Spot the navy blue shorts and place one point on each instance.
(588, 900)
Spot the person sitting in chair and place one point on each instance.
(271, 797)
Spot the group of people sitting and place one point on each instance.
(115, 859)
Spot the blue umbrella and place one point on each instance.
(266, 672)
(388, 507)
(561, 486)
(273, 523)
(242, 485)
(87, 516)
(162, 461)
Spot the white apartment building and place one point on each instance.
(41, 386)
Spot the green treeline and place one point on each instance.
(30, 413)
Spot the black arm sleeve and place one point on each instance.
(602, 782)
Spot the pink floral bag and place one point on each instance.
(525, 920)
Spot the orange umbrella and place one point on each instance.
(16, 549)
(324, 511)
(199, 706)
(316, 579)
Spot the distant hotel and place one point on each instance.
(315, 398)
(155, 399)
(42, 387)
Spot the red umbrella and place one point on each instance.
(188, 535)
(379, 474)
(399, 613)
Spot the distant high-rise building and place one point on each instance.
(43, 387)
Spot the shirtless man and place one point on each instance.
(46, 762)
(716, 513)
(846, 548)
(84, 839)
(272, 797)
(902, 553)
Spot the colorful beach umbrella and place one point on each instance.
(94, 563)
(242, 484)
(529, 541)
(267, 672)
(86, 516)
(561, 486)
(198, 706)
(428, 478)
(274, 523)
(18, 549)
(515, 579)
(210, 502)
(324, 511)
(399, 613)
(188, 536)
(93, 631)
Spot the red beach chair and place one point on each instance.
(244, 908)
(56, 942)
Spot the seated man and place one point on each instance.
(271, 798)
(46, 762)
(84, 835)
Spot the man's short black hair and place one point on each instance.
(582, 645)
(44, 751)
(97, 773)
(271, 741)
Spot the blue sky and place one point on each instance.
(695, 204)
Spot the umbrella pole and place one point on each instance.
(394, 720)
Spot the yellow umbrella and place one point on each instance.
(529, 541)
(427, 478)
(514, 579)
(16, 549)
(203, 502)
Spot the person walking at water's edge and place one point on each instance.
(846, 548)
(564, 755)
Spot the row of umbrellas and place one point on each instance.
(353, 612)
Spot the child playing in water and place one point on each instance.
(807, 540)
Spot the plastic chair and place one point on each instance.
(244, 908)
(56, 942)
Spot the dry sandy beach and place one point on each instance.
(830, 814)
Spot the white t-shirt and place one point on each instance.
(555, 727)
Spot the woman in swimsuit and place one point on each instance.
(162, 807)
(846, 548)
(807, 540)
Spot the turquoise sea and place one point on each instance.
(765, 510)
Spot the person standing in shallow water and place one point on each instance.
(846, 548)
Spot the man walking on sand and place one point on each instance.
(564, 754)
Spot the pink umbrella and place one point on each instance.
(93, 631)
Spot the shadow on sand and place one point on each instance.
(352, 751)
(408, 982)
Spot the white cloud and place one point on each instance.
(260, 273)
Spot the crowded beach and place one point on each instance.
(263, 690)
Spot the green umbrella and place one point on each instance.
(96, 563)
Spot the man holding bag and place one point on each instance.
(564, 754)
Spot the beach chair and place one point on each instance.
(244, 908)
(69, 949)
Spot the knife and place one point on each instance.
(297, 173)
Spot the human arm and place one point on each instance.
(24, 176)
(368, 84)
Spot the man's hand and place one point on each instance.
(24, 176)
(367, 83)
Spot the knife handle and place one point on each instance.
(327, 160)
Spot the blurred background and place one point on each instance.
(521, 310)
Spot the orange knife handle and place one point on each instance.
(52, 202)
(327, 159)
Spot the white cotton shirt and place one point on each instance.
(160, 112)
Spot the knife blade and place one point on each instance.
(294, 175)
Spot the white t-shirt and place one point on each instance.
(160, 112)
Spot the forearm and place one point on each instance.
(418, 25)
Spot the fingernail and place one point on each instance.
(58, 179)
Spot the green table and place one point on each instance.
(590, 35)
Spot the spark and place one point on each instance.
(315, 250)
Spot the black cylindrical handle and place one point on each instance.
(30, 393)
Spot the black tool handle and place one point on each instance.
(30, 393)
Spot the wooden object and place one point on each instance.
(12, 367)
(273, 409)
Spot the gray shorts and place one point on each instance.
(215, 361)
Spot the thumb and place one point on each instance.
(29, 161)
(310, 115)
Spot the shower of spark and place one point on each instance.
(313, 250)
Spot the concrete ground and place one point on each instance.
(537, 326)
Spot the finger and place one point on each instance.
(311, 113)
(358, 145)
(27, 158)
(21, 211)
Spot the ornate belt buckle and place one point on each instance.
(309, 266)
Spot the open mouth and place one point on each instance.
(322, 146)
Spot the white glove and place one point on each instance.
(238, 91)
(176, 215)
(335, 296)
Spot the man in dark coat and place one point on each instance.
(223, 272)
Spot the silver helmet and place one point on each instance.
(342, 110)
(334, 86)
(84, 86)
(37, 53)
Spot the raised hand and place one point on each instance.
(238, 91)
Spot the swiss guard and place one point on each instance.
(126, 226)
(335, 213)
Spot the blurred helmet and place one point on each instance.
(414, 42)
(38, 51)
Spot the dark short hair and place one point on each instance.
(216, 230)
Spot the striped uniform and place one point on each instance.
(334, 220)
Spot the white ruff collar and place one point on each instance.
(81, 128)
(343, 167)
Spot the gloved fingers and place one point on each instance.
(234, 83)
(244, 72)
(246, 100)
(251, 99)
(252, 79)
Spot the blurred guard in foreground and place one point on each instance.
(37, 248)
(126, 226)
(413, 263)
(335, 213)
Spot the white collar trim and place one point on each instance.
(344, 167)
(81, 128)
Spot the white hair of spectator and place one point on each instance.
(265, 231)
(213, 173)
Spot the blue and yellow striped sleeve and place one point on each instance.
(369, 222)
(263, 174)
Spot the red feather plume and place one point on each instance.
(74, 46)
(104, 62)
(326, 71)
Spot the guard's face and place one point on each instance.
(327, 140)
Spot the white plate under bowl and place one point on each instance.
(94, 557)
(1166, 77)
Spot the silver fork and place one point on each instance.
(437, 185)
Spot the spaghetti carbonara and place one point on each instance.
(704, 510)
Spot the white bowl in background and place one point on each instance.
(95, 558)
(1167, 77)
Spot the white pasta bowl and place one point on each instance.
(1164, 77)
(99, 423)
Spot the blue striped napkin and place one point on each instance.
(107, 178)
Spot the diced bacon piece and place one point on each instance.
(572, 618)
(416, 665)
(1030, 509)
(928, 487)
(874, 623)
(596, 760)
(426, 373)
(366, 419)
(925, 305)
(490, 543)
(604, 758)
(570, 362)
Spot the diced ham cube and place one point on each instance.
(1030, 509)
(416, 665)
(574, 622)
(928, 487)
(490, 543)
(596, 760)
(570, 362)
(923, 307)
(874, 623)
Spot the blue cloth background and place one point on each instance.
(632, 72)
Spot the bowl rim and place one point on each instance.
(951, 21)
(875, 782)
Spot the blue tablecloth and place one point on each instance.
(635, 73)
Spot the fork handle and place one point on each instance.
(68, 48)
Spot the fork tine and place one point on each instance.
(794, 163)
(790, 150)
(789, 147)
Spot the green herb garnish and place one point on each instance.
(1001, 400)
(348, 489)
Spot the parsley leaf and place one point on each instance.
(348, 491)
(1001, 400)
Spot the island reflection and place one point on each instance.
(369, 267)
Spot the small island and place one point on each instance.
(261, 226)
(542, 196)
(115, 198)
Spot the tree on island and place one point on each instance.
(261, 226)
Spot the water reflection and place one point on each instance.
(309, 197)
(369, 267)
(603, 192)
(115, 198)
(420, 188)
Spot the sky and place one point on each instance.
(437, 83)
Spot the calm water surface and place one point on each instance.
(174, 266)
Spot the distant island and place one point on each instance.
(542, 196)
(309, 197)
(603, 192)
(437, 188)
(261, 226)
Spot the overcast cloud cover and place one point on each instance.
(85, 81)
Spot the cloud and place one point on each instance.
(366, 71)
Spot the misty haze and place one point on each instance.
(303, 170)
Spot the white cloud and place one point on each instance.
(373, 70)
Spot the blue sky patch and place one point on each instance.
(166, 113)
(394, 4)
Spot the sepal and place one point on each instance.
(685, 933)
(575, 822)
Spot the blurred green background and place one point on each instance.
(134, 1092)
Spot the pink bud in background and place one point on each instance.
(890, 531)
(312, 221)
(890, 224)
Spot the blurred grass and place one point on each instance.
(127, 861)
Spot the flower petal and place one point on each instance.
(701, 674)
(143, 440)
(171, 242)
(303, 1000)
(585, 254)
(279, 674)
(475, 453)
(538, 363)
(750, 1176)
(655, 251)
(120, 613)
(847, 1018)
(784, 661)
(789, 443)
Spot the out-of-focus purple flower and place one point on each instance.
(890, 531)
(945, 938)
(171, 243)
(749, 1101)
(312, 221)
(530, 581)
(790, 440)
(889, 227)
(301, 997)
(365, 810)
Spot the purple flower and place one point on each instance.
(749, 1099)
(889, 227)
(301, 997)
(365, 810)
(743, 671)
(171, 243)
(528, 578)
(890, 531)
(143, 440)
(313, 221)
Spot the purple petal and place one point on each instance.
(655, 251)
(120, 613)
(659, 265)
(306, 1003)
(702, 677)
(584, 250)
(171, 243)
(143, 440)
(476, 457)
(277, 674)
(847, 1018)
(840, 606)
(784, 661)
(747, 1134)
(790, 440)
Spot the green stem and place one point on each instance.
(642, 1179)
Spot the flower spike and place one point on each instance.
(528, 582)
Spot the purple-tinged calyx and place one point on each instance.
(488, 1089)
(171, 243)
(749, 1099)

Your goal |
Rewrite the entries as a numbered list, starting at the line containing "Spot the cloud" and ending at the line containing "(134, 1092)". Leave out any blank lines.

Written reply |
1. Spot the cloud and place one point on each instance.
2. (366, 71)
3. Spot the misty haze and place one point on each instance.
4. (303, 170)
5. Spot the white cloud and place one point on each instance.
6. (373, 70)
7. Spot the blue sky patch and place one point on each instance.
8. (166, 113)
9. (394, 4)
10. Spot the sepal and place one point on each instance.
11. (685, 933)
12. (575, 822)
13. Spot the blurred green background and place one point on each instance.
14. (134, 1092)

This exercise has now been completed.